Trecho selecionado:
§
Mickey Mouse: um rato setentão

Foi com ele que tudo começou. E poucas figuras animadas, no cinema ou no mundo dos quadrinhos, terão tido a fama e a popularidade do camundongo Mickey. Como Mikki Hüri, na Finlândia; Mik-Kü-Ma-U-Su, no Japão; Ratón Mickey, no México; Mickey Maus, na Alemanha; Mickey Lau Shu, na China de Mao, ou Topolino, na Itália de João Paulo II, hoje como ontem, Mickey Mouse (ou apenas Mickey, como ficou conhecido no Brasil), é o grande ídolo de crianças e adultos, um ícone conhecido em todo o planeta. Publicado em duas dezenas de idiomas diferentes, em mais de 400 jornais e revistas, com uma tiragem de aproximadamente 1,4 milhões de exemplares por mês, atinge a média anual de 50 milhões de leitores em todo o mundo. E o sucesso reúne, hoje, 87 curta-metragens, entre os quais o clássico Aprendiz de Feiticeiro, incluído em Fantasia (1940). Somando-se aos licenciamentos e parques temáticos, chega-se a um total de US$ 4 bilhões em produtos licenciados com a figura do roedor.
§
Registros de pontos rotulados
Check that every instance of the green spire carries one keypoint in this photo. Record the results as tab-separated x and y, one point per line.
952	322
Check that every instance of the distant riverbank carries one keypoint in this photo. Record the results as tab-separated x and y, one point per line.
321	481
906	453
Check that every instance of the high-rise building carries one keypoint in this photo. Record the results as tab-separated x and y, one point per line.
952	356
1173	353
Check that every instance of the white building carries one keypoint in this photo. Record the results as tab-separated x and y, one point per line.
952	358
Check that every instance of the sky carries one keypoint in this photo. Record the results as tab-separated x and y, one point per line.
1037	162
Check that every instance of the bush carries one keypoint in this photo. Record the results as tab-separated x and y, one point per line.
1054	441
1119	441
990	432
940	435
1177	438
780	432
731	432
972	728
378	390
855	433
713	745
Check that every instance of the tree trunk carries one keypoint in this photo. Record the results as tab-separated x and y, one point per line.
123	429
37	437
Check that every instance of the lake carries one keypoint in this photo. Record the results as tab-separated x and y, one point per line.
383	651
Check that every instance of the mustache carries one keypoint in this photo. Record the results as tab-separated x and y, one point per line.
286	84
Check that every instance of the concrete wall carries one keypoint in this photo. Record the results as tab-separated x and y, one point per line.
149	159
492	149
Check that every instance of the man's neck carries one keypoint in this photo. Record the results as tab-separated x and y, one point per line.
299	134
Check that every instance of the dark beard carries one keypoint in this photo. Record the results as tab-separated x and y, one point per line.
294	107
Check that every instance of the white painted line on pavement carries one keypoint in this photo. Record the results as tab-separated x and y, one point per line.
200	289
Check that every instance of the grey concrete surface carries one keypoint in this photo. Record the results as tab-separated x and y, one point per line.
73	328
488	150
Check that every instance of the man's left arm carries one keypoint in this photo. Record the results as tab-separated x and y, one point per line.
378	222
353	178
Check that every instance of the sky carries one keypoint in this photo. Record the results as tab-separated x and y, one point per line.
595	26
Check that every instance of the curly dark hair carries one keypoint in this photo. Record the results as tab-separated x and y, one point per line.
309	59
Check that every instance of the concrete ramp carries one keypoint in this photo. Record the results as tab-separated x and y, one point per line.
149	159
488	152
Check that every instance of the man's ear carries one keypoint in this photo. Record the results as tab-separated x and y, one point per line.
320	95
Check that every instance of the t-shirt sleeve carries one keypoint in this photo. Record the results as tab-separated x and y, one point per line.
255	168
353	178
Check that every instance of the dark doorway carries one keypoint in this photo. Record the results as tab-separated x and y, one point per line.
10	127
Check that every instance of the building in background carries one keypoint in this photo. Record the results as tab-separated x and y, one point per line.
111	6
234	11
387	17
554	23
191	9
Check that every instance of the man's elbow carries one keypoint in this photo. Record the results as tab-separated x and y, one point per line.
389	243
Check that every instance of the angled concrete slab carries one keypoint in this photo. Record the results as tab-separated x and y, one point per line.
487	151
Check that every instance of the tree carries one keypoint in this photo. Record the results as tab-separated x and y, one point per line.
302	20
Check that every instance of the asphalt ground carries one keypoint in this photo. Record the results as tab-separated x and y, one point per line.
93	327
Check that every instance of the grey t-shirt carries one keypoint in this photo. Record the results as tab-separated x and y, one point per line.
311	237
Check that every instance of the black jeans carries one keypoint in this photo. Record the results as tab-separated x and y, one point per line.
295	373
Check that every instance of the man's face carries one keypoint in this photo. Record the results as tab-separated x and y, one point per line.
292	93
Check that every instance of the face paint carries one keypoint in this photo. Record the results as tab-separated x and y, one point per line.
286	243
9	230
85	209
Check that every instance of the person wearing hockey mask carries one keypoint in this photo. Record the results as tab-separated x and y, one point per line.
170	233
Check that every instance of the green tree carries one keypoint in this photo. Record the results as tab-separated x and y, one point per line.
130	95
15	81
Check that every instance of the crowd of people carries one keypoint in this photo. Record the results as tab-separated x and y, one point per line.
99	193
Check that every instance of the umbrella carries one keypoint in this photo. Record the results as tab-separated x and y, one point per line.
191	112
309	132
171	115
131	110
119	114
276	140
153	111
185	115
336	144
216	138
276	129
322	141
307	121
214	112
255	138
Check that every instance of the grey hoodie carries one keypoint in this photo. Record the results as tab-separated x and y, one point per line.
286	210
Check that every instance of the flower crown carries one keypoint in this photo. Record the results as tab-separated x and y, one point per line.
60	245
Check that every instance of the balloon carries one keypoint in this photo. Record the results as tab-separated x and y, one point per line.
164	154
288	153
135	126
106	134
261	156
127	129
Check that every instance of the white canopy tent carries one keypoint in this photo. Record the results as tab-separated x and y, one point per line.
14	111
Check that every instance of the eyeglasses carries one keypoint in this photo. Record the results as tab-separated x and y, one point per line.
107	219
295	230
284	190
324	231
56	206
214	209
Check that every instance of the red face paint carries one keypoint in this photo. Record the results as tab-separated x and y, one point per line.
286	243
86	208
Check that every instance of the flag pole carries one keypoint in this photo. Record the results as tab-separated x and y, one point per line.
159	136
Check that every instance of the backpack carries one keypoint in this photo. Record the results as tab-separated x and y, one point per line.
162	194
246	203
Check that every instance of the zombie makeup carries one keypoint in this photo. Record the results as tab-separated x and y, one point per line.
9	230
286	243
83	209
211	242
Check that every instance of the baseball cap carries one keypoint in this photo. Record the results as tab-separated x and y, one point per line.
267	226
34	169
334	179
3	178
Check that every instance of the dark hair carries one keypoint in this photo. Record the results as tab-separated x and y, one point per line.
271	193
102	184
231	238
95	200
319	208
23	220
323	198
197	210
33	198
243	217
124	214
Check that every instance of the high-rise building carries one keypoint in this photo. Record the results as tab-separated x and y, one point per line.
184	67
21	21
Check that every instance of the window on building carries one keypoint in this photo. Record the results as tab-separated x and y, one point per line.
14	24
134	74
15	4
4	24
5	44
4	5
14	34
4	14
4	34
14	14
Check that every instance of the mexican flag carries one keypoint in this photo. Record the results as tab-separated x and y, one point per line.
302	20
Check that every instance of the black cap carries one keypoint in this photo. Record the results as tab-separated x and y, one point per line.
§
Problema proposto A:
Identifique e copie todas as linhas dos registros que contêm a palavra "concrete", levando em conta a diferença entre maiúsculas e minúsculas.
Problema proposto B:
Dê continuidade ao texto sobre o Mickey Mouse a partir da última frase apresentada.
O texto e os registros não têm relação entre si.

Resposta da tarefa A:
Check that every instance of the concrete wall carries one keypoint in this photo. Record the results as tab-separated x and y, one point per line.
Check that every instance of the grey concrete surface carries one keypoint in this photo. Record the results as tab-separated x and y, one point per line.
Check that every instance of the concrete ramp carries one keypoint in this photo. Record the results as tab-separated x and y, one point per line.
Check that every instance of the angled concrete slab carries one keypoint in this photo. Record the results as tab-separated x and y, one point per line.

Resposta da tarefa B:
Do cinema para o gibi

Como a maioria dos personagens de Walt Disney, Mickey também não nasceu nos quadrinhos e sim no cinema, em uma série pioneira de desenhos animados, a primeira animação sonorizada do cinema, Steaboat Willie, um curta-metragem, com nove minutos de duração, lançado em 18 de novembro de 1928, ou seja, há 75 anos. (De fato, Steaboat Willie foi a terceira experiência, depois de Plane Crazy e Gallopin Gaucho, que não tiveram o resultado esperado.) Aos quadrinhos ele chegou dois anos depois, em 1930.

Seu criador foi um jovem de 27 anos de idade chamado Walter Elias Disney – cujo nome viria a tornar-se sinônimo de fantasia, de fabricante de ilusões, capaz de dar vida a pequenos animais e transformá-los em seres vivos, de carne e ossos, com reações iguais às nossas -, filho de família humilde (o pai era carpinteiro), criado em uma fazenda do Missouri, que nunca terminou o ginásio. Ele era, então, apenas um obscuro desenhista, que fizera de uma velha garagem o seu “estúdio” e tinha dois “sócios”, o também desenhista Ub Iweks e o irmão Roy, e um sonho na cabeça. Mickey foi só parte dele. Ou, melhor, o ponto de partida para a realização desse sonho.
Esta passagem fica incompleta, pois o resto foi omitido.